▸ **Your objective**
Each line from the one holding "[point] every instance of the street" through the final line of the data below is to be given again exactly, and no other line is to appear.

[Saved data entries]
+ + +

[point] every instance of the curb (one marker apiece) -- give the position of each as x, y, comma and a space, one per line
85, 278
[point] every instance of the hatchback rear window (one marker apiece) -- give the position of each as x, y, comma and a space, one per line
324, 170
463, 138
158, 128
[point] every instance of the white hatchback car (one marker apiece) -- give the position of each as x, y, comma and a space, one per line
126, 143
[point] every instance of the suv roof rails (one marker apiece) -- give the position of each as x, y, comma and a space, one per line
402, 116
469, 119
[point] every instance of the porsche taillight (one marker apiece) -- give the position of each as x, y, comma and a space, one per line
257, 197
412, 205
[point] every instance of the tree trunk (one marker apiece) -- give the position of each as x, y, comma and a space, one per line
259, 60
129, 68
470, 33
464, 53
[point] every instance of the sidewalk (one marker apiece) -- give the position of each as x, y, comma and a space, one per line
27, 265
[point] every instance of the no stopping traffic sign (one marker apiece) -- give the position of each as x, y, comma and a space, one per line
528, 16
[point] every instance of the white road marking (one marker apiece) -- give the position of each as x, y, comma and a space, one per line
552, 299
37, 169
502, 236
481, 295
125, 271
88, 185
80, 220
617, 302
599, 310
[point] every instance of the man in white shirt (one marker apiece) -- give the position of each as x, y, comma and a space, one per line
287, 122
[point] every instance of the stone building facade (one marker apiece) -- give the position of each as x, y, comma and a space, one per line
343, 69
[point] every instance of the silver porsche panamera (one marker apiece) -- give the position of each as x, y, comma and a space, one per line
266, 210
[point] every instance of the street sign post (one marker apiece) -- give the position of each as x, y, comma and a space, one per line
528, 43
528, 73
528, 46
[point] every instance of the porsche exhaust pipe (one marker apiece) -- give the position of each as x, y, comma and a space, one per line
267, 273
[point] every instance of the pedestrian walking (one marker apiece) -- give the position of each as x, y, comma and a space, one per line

+ + +

▸ **Written response**
[point] every instance of the street sign post (one marker apiece) -- give the position of each as x, y, comma and a space, one per line
528, 43
528, 73
528, 46
[point] every instance of the porsche exhaust pipe (one marker apiece) -- give the position of each as x, y, comma and a space, one per line
267, 273
[point] every instance of the pedestrian walking (one marker apiece) -- give the position of each as x, y, comma and a space, one per line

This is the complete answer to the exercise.